START Reading passage
In the fall of 2005, University of Dayton history professor Larry Schweikart was on the book-promotion circuit, talking up his “unbiased” history of America, A Patriot’s History of the United States. Schweikart wrote his book as a corrective: “I found bias, ranging from merely tolerable to exceptionally bad, in almost all of the major textbooks,” he told the Carolina Journal. To find out whether a history text is “biased,” Schweikart suggested in 2005, apply the “Reagan test”: consult the index, and find out whether Ronald Reagan is given full credit for ending the Cold War. If he isn’t, the book is “politically slanted” and untrustworthy.
Whether or not you agree with him, Professor Schweikart was simply exchanging one set of evaluative standards for another; even the book’s title hints at an agenda. Yet Schweikart continued to insist that The Patriot’s History was entirely spin-free. “Ultimately,” he wrote, in an essay about the book published by the Mackinac Center, “learning ‘just the facts’ of the American past leads a student to inevitably conclude that the United States is the best place on earth, and that it has acted . . . far better than any other nation at any other time.”
The popularity of The Patriot’s History (which temporarily topped best-seller lists) suggests that quite a few parents and teachers were searching for a “just the facts” approach to history—and took Schweikart’s assertions at face value. Yet history is never a simple chronological narration of “facts.” “History is above all else an argument,” writes John Arnold, in one of my favourite definitions of the field. “It is an argument between different historians. . . . Arguments are important; they create the possibility of changing things.” Even when it claims to be “unbiased,” history always has a thesis statement at its centre: a basic assertion about how and why human events unfold as they do.
END Reading passage
— Activity 1 —
Lay out everything in the listing from the line containing "Every <instance> may" down to the line containing "box: [0, 113, 260, 157]" as a Markdown table with the columns No. and Line, giving one numbered row per line and leaving out blank lines.
The passage on history and bias and the listing are independent of each other.
START Dataset extract
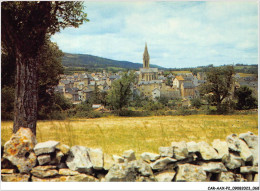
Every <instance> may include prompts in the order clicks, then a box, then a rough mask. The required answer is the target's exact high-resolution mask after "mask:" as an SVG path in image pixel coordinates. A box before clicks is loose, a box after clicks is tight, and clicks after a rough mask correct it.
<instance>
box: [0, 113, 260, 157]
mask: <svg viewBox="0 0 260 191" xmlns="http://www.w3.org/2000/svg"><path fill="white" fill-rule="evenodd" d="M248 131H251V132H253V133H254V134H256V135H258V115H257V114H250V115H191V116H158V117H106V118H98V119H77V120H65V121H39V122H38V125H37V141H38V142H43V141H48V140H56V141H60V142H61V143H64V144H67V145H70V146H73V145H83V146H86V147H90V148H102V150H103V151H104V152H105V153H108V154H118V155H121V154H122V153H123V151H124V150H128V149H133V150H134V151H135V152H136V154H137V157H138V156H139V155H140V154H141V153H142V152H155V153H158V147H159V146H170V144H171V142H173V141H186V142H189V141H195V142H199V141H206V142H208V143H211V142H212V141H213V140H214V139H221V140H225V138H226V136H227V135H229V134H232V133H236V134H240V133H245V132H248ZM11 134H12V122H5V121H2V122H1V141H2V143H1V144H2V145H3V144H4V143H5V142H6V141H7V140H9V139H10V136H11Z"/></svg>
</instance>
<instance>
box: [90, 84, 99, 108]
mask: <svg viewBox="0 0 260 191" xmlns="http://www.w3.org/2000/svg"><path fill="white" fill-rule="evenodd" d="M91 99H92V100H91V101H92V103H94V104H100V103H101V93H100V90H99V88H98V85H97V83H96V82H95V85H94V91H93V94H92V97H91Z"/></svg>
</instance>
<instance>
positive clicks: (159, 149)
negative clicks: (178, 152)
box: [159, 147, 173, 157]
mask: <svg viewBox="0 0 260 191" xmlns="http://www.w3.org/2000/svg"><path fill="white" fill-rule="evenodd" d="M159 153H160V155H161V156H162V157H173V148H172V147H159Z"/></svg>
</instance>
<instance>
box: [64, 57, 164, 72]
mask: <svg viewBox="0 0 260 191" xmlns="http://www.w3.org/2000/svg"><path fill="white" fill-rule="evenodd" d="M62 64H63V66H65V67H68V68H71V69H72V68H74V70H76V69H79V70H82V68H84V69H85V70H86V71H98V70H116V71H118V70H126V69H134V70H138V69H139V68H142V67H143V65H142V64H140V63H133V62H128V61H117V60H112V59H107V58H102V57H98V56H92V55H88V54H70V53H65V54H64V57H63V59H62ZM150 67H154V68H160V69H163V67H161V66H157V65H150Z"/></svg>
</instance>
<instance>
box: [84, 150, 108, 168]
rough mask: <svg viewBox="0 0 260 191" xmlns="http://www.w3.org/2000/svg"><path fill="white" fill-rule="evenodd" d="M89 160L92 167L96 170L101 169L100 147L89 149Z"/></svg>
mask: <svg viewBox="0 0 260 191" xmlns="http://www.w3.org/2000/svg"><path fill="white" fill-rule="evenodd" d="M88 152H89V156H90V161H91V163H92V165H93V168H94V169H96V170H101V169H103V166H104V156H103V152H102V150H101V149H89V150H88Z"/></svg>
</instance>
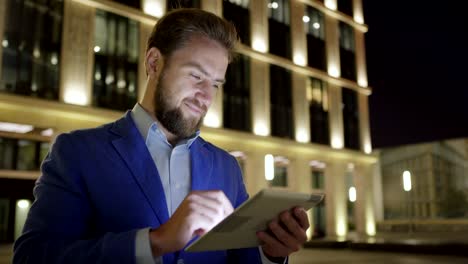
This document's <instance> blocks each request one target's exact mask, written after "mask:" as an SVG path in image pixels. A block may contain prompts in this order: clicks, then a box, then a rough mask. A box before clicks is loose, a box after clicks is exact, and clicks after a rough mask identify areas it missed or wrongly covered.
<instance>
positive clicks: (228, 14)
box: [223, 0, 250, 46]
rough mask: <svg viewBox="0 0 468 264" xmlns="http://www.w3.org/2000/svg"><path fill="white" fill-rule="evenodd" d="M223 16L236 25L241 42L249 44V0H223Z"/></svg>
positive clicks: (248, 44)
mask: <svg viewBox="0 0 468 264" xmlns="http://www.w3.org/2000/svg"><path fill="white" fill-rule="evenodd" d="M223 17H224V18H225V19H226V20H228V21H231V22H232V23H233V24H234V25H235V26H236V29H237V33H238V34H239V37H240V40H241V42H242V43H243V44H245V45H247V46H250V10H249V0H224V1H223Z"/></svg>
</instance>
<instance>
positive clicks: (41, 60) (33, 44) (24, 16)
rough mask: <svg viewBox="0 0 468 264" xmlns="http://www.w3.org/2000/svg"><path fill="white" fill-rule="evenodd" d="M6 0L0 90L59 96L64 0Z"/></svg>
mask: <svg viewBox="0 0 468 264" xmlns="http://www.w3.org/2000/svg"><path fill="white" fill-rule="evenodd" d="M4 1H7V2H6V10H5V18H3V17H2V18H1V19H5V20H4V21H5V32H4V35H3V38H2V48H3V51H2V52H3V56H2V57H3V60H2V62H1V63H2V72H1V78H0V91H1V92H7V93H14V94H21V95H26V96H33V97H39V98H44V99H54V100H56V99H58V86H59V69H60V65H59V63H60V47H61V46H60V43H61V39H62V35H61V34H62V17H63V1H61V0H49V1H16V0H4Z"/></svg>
END Dataset extract
START Dataset extract
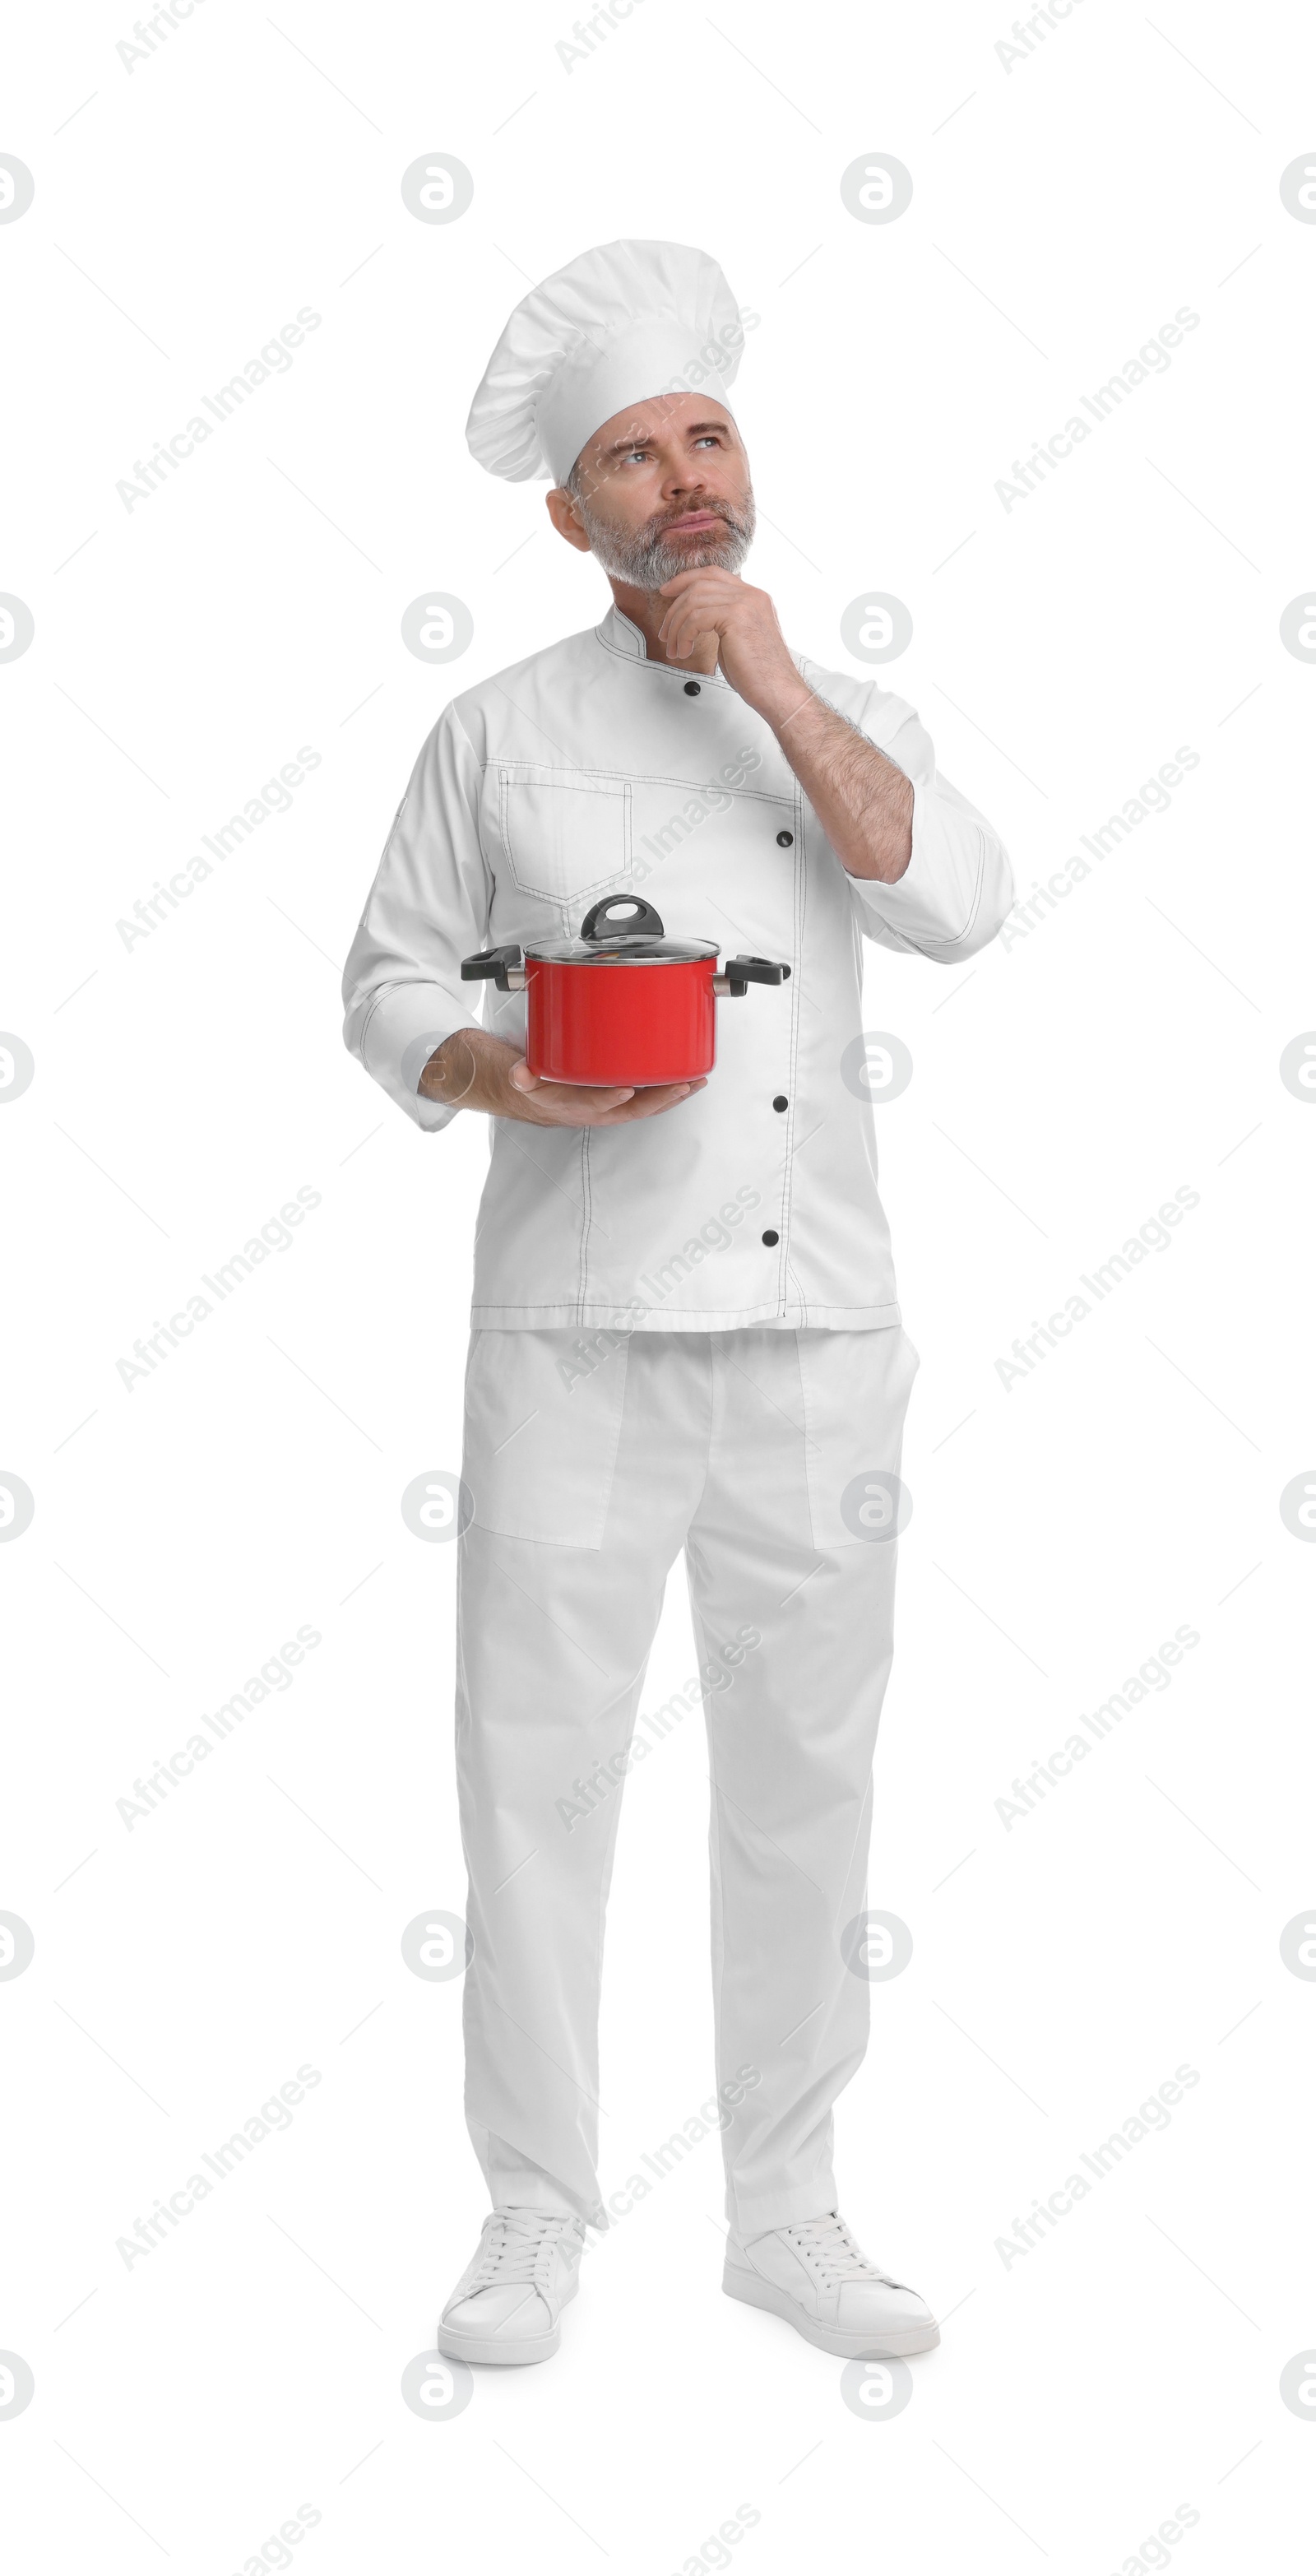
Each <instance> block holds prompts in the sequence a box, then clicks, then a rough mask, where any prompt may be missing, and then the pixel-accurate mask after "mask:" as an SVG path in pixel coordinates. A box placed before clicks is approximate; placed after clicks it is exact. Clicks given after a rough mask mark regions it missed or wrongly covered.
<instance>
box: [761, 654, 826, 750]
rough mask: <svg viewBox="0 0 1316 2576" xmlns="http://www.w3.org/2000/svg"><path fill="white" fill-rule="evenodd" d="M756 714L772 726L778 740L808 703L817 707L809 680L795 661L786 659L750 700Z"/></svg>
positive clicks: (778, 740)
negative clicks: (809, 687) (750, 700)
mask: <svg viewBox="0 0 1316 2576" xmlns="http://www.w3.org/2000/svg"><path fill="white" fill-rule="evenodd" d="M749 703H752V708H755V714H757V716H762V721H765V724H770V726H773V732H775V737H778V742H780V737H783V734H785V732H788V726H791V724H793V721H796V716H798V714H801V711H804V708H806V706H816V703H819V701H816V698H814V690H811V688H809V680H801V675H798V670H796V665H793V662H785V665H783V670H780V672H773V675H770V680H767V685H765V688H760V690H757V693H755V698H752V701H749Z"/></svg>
END Dataset extract
— Activity 2 —
Transcribe the passage on history and bias in full, word for word.

— Exercise output 1 —
| No. | Line |
|---|---|
| 1 | Every <instance> may include prompts in the order clicks, then a box, then a rough mask. The required answer is the target's exact high-resolution mask after "mask:" as an SVG path in image pixel coordinates. A box before clicks is loose, a box after clicks is tight, and clicks after a rough mask correct it. |
| 2 | <instance> |
| 3 | box: [0, 113, 260, 157] |

— Exercise output 2 —
In the fall of 2005, University of Dayton history professor Larry Schweikart was on the book-promotion circuit, talking up his “unbiased” history of America, A Patriot’s History of the United States. Schweikart wrote his book as a corrective: “I found bias, ranging from merely tolerable to exceptionally bad, in almost all of the major textbooks,” he told the Carolina Journal. To find out whether a history text is “biased,” Schweikart suggested in 2005, apply the “Reagan test”: consult the index, and find out whether Ronald Reagan is given full credit for ending the Cold War. If he isn’t, the book is “politically slanted” and untrustworthy.
Whether or not you agree with him, Professor Schweikart was simply exchanging one set of evaluative standards for another; even the book’s title hints at an agenda. Yet Schweikart continued to insist that The Patriot’s History was entirely spin-free. “Ultimately,” he wrote, in an essay about the book published by the Mackinac Center, “learning ‘just the facts’ of the American past leads a student to inevitably conclude that the United States is the best place on earth, and that it has acted . . . far better than any other nation at any other time.”
The popularity of The Patriot’s History (which temporarily topped best-seller lists) suggests that quite a few parents and teachers were searching for a “just the facts” approach to history—and took Schweikart’s assertions at face value. Yet history is never a simple chronological narration of “facts.” “History is above all else an argument,” writes John Arnold, in one of my favourite definitions of the field. “It is an argument between different historians. . . . Arguments are important; they create the possibility of changing things.” Even when it claims to be “unbiased,” history always has a thesis statement at its centre: a basic assertion about how and why human events unfold as they do.